### Source data:
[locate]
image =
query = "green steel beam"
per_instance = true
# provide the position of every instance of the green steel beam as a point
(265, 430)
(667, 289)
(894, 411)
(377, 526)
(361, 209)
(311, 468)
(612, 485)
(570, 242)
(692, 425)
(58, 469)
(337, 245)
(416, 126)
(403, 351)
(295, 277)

### Exercise directions:
Present every line of the items above as a Markdown table with the columns Row and Line, numbering each row and leaving out blank lines.

### Result below:
| Row | Line |
|---|---|
| 1 | [locate] |
| 2 | image = |
| 3 | query = "green steel beam" |
| 4 | per_instance = true |
| 5 | # provide the position of every instance of the green steel beam as a point |
| 6 | (265, 430) |
| 7 | (667, 289) |
| 8 | (894, 411) |
| 9 | (377, 526) |
| 10 | (361, 209) |
| 11 | (311, 468) |
| 12 | (612, 485) |
| 13 | (570, 242) |
| 14 | (692, 425) |
| 15 | (58, 469) |
| 16 | (337, 245) |
| 17 | (416, 126) |
| 18 | (403, 351) |
| 19 | (295, 277) |